Pull out these lines word for word, starting at the first line of the records and ending after the line that contains "[[12, 44, 1288, 856]]".

**Records from a data source**
• • • • • • •
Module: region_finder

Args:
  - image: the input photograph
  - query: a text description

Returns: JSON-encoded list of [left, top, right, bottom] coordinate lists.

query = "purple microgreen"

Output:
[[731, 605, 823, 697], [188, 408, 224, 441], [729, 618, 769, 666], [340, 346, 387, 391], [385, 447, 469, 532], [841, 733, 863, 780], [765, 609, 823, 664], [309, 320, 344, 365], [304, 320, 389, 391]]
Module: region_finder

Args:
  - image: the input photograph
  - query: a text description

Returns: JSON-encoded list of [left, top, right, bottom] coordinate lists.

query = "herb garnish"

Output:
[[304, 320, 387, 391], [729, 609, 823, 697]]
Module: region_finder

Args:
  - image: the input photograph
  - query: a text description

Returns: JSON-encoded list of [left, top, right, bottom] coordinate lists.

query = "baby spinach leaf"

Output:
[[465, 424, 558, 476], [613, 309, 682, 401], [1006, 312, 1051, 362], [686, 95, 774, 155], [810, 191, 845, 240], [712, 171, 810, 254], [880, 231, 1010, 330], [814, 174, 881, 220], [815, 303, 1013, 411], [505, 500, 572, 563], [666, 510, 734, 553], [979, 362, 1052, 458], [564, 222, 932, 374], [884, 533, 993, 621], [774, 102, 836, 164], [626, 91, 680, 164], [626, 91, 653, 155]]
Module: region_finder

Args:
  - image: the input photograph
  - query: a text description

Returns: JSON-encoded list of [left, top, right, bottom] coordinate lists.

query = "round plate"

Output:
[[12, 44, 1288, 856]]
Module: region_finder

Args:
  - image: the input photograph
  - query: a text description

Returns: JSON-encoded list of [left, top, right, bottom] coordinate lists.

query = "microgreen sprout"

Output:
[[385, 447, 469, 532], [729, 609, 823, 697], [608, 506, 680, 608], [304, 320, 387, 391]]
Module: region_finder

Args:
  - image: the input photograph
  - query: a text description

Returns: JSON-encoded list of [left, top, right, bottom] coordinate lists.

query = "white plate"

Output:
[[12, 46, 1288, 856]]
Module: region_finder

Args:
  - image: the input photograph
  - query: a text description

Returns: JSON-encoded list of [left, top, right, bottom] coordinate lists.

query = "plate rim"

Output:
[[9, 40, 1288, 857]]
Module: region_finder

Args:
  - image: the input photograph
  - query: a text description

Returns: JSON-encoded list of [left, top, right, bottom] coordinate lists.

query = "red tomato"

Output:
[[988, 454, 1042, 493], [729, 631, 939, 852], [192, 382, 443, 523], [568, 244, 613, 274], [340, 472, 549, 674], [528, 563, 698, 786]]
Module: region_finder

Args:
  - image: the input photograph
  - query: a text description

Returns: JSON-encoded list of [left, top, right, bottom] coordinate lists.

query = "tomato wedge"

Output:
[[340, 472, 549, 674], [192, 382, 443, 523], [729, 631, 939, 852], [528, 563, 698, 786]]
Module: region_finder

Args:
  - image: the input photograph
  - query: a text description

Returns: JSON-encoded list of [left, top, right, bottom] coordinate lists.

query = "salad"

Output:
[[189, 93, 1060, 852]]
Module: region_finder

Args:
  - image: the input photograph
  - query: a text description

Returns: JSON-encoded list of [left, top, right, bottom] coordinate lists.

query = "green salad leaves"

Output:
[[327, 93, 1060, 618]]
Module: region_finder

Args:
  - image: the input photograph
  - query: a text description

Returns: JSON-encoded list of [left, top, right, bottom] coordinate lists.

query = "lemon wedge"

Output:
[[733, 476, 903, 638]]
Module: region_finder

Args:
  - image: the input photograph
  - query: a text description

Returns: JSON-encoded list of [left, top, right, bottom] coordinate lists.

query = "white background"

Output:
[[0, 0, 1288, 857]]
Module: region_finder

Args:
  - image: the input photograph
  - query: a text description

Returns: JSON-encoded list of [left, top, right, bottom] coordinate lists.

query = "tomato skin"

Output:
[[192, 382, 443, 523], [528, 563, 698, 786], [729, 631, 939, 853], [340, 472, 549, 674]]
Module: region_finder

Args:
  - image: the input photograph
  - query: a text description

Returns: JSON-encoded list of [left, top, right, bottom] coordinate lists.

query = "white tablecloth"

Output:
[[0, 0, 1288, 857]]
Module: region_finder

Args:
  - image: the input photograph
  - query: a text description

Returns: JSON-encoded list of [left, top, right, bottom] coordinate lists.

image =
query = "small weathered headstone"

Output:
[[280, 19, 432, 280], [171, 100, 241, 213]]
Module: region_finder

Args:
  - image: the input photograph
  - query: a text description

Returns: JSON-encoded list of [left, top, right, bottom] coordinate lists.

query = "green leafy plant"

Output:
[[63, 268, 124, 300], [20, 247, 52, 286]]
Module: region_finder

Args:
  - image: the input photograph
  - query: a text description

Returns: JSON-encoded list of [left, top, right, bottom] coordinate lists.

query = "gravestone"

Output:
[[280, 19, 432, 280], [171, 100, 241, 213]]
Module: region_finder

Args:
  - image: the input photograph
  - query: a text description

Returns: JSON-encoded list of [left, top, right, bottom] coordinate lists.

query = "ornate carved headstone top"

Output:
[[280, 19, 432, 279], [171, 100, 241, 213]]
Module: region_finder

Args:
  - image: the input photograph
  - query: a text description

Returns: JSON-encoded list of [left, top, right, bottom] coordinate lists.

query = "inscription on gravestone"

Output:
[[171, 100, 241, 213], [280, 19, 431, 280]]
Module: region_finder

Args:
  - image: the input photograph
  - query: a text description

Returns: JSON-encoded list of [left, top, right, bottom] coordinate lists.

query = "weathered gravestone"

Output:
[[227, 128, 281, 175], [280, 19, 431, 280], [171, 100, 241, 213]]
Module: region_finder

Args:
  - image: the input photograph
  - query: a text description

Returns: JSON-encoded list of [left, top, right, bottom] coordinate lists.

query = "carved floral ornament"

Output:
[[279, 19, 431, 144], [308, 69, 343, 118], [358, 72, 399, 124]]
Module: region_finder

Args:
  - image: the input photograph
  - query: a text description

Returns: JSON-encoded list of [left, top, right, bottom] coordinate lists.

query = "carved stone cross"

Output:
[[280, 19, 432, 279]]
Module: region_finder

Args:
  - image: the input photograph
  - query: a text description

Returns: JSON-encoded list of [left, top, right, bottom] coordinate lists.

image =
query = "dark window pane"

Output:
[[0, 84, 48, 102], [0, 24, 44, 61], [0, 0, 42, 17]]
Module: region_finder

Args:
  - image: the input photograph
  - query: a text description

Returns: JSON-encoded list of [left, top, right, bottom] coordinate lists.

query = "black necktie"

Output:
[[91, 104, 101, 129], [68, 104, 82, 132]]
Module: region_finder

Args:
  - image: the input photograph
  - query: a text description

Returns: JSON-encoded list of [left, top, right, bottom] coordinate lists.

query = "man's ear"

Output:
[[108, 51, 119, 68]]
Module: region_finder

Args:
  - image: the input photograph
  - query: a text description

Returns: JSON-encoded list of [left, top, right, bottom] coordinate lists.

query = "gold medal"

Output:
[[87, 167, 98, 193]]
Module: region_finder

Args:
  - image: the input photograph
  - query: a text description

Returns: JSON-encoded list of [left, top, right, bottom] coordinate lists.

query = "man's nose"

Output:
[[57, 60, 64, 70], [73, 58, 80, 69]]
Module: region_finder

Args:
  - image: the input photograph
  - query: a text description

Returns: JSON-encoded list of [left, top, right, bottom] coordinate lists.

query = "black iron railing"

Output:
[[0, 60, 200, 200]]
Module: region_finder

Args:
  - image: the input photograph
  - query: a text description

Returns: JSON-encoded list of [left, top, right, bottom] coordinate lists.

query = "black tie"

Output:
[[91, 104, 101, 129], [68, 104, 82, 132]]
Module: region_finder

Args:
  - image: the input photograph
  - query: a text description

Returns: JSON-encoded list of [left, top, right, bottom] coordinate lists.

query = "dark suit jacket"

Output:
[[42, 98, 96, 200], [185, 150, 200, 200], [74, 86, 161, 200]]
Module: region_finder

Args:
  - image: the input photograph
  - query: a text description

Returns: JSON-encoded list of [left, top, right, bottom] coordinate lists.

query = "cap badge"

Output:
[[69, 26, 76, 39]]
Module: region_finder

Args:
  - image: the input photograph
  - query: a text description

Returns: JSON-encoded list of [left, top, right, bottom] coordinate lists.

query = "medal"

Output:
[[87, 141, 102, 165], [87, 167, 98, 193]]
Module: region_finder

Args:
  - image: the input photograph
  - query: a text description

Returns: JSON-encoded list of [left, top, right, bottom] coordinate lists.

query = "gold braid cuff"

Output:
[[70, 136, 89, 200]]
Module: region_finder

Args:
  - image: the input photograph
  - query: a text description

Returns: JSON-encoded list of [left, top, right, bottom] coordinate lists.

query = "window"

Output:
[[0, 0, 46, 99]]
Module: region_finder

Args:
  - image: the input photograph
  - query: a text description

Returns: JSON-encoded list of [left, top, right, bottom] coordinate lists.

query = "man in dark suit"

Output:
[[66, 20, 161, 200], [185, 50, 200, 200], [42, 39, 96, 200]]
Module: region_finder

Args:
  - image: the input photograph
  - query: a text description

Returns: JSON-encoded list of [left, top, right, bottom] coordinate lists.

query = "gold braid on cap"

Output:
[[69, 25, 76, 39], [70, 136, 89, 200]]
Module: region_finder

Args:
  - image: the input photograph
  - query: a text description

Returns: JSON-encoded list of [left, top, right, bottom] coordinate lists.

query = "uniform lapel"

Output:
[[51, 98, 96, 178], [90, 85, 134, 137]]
• • • • • • •
**Completed exercise**
Module: region_finder

Args:
  - image: the input photograph
  - query: a text description

Returns: JSON-encoded list of [left, top, right, bottom] coordinate lists.

query = "purple microgreen"

Output:
[[731, 605, 823, 697], [188, 408, 224, 441], [729, 618, 769, 666], [340, 346, 387, 391], [385, 447, 469, 532], [841, 733, 863, 780], [765, 609, 823, 664], [309, 320, 344, 365], [304, 320, 389, 391]]
Module: region_finder

Args:
  - image: the input photograph
  - query: a text description

Returns: JSON-encoded list of [left, top, right, bottom] coordinate lists.

query = "herb garnish"

Output:
[[304, 320, 387, 391], [729, 609, 823, 697]]
Module: region_finder

Args:
  - image: the input photograph
  - query: a text description

Returns: JSON-encoded list of [left, top, right, bottom] coordinate lists.

query = "baby spinach leaf"

Output:
[[465, 424, 558, 476], [613, 309, 682, 401], [1006, 312, 1051, 362], [686, 95, 774, 155], [810, 191, 845, 240], [712, 171, 810, 254], [880, 231, 1010, 330], [814, 174, 881, 220], [815, 303, 1013, 411], [505, 500, 572, 563], [666, 510, 734, 553], [979, 362, 1052, 458], [564, 222, 932, 374], [884, 533, 993, 621], [774, 102, 836, 164], [626, 91, 680, 164], [626, 91, 653, 155]]
Module: region_finder

Args:
  - image: the input photograph
  - query: a text description

Returns: JSON-encoded list of [left, top, right, bottom] coordinate lists.

query = "round plate"

Output:
[[12, 44, 1288, 856]]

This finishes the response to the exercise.